EXERCISE: If a line of the records contains the word "woman", list it.

RECORDS SHOWN:
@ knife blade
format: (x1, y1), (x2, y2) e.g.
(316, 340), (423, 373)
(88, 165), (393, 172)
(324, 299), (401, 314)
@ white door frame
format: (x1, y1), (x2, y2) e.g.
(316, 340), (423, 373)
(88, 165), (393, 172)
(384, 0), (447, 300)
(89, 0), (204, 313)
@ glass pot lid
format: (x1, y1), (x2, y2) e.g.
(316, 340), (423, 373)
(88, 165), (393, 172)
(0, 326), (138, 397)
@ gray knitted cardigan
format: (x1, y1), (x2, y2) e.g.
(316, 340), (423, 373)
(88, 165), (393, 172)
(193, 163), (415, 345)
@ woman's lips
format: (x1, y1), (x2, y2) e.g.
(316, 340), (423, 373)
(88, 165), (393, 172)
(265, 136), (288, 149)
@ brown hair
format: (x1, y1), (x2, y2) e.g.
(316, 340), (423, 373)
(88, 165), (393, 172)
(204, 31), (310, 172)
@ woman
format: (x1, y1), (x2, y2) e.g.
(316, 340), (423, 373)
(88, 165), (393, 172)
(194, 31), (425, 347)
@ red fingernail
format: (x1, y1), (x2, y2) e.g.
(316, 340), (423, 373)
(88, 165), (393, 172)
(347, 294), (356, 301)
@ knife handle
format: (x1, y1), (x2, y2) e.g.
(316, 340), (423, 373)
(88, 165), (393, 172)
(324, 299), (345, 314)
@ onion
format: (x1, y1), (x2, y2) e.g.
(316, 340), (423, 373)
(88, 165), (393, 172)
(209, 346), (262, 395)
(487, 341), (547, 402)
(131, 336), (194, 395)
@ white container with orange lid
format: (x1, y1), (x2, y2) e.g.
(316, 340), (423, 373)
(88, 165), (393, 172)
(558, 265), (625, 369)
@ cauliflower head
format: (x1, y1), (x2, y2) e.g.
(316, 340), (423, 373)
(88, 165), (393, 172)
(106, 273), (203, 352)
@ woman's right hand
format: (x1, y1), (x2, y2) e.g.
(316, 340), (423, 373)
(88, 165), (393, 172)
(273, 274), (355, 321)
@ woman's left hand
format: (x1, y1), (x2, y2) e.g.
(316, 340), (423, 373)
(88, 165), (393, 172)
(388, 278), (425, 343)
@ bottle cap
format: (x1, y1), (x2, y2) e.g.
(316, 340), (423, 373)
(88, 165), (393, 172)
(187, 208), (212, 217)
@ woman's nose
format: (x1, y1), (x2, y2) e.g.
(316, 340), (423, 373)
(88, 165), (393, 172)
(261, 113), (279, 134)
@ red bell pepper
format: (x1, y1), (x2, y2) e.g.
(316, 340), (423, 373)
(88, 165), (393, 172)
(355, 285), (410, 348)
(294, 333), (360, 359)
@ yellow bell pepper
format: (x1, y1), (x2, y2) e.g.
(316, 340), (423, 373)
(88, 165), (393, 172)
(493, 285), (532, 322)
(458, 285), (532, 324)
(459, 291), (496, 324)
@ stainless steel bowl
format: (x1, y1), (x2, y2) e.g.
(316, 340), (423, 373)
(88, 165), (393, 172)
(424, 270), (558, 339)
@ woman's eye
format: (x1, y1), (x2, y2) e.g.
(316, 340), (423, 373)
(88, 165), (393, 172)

TASK RESPONSE:
@ woman's lips
@ woman
@ woman's right hand
@ woman's left hand
@ woman's nose
@ woman's eye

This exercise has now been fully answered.